▸ **MATERIAL PROVIDED**:
____________
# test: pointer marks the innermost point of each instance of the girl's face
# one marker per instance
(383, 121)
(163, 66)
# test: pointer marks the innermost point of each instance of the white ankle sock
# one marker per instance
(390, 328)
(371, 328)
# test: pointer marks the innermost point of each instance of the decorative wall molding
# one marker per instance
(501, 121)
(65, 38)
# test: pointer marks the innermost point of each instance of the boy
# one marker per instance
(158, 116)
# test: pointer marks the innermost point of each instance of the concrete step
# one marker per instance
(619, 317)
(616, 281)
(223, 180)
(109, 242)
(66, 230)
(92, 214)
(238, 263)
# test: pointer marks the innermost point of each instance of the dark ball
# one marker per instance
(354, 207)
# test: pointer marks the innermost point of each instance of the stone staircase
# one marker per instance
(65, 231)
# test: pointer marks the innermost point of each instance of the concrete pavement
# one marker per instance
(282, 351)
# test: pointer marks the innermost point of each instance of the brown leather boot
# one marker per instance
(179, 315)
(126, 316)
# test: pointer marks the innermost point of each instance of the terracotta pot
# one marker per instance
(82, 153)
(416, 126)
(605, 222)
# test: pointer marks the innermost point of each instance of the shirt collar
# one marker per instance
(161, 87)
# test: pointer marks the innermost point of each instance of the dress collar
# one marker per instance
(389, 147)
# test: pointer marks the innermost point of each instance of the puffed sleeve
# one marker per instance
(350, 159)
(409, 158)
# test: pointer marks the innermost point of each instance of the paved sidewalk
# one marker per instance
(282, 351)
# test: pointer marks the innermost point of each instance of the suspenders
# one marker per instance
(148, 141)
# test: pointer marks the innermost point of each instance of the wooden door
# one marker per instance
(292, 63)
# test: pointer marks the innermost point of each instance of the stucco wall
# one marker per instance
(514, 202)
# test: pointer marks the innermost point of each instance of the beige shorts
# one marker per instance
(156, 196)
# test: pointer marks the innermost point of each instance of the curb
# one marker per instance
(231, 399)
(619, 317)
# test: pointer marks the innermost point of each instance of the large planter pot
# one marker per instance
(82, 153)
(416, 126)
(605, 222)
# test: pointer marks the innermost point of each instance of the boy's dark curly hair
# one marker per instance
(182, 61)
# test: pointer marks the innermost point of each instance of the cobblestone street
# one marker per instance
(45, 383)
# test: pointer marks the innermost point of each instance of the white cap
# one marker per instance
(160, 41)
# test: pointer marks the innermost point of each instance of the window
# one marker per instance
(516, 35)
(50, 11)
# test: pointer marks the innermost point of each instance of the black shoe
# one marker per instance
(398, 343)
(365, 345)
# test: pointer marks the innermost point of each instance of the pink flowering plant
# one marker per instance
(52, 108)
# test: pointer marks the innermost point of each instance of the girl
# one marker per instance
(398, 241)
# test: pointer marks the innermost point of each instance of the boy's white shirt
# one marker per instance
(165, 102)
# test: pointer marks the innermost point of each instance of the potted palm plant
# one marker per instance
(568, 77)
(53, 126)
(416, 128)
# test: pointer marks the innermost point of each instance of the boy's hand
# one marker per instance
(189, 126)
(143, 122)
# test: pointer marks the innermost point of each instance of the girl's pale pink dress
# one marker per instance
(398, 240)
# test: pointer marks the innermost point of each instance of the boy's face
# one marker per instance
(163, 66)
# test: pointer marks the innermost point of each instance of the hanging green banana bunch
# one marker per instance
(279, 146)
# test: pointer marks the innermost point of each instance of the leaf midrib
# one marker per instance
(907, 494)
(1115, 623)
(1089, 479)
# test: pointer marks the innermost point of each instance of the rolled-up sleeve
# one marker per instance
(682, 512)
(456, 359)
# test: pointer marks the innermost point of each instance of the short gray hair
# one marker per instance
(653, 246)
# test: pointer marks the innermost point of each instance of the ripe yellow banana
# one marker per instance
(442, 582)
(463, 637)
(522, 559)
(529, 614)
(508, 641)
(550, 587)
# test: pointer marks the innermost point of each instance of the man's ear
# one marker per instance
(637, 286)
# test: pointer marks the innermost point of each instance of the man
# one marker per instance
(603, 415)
____________
▸ **SHORT TASK**:
Write out every line of the entries above, from the first through the last, without changing anything.

▸ **EXPECTED ANSWER**:
# test: pointer marks the innermost point of each instance of the girl's face
# one marker per instance
(383, 121)
(163, 66)
# test: pointer marks the innermost point of each instance of the white ankle sock
# one marker per instance
(390, 328)
(371, 328)
# test: pointer marks the innermost point of each instance of the decorative wall molding
# one marker per instance
(501, 121)
(65, 38)
# test: pointer marks the innermost point of each instance of the boy
# one marker per instance
(158, 116)
# test: pointer marks the innermost point of each instance of the concrete step
# one marker per instance
(619, 317)
(616, 281)
(223, 180)
(109, 242)
(66, 230)
(92, 214)
(238, 263)
# test: pointer marks the innermost point of each instance of the dark ball
# one marker per instance
(354, 207)
# test: pointer marks the innermost point of each instance of the stone staircase
# one marker per instance
(65, 231)
# test: pointer marks the innermost point of each instance of the concrete pavement
# one marker per instance
(282, 351)
# test: pointer marks the innermost point of each instance of the brown leather boot
# one marker per instance
(179, 315)
(126, 316)
# test: pointer marks the innermost point of each instance of the terracotta pot
# one marker per instance
(82, 153)
(416, 126)
(605, 222)
# test: pointer marks the innermost point of each instance of the shirt collar
# one marker per instance
(161, 87)
# test: pointer marks the innermost point of each instance of the dress collar
# one marker per instance
(389, 147)
# test: pointer marks the innermost point of each instance of the puffed sleeve
# one marker per instance
(350, 159)
(409, 158)
# test: pointer marks the innermost point of each instance of the paved sidewalk
# one marker per instance
(282, 351)
# test: pointer marks the innermost point of each instance of the suspenders
# one marker per instance
(148, 141)
# test: pointer marks the innermost point of each instance of the wooden door
# one marker per instance
(292, 63)
# test: pointer marks the innermost point of each instance of the stucco wall
# one marker per instance
(514, 202)
# test: pointer marks the innermost point of each instance of the beige shorts
# one marker per instance
(156, 196)
# test: pointer marks the innermost point of each instance of the curb
# one marker per instance
(231, 399)
(619, 317)
# test: pointer marks the innermost point of each instance of the large planter pot
# one marker per instance
(82, 153)
(416, 126)
(605, 222)
# test: pointer marks the innermost point of each instance of the boy's dark curly hair
# one marker per instance
(182, 61)
# test: pointer marks the innermost point of each instance of the cobblestone street
# one marker per instance
(45, 383)
# test: pointer marks the innermost point of each instance of the white cap
# one marker per instance
(160, 41)
# test: pointer marks the innermost point of each instance of the window
# one marker per instance
(516, 35)
(50, 11)
# test: pointer marks the innermost point of each instance of the black shoe
# one marker per instance
(398, 343)
(365, 345)
# test: pointer marks the innermost point of each instance of the pink flowering plant
# one marker per instance
(52, 108)
# test: pointer marks the innermost point of each instance of the girl
# one marker per instance
(398, 241)
# test: pointer marks the innermost point of each instance of the boy's white shirt
# one marker per instance
(165, 102)
# test: pointer marks the innermost point of each instance of the potted palm plant
# one marker per instance
(568, 77)
(53, 126)
(416, 128)
# test: pointer marks the innermost point of each instance of the boy's hand
# one marker per instance
(189, 126)
(143, 122)
# test: pointer marks the innermost point of each instance of the girl's pale pink dress
# one marker per instance
(398, 240)
# test: pointer marks the innermost point of each instance of the boy's face
# one marker per instance
(163, 66)
# test: pointer marks the innermost point of each instance of the hanging green banana bunch
# one marker per instance
(279, 146)
# test: pointer marks the innermost point of each instance of the leaf midrib
# one marker per instance
(907, 494)
(1115, 623)
(1089, 479)
# test: pointer marks the innermost point of each instance of the rolled-up sleeve
# one marker per instance
(682, 512)
(456, 359)
# test: pointer marks the innermost point of each instance of the short gray hair
# one marker per instance
(653, 246)
# test: pointer marks the innermost point of each instance of the ripe yellow banana
# one marker per instance
(442, 582)
(463, 637)
(522, 559)
(529, 614)
(508, 641)
(550, 587)
# test: pointer marks the innermost point of each instance of the man's ear
# one marker per instance
(637, 286)
# test: pointer marks the innermost point of each instance of the man
# one marker per instance
(603, 415)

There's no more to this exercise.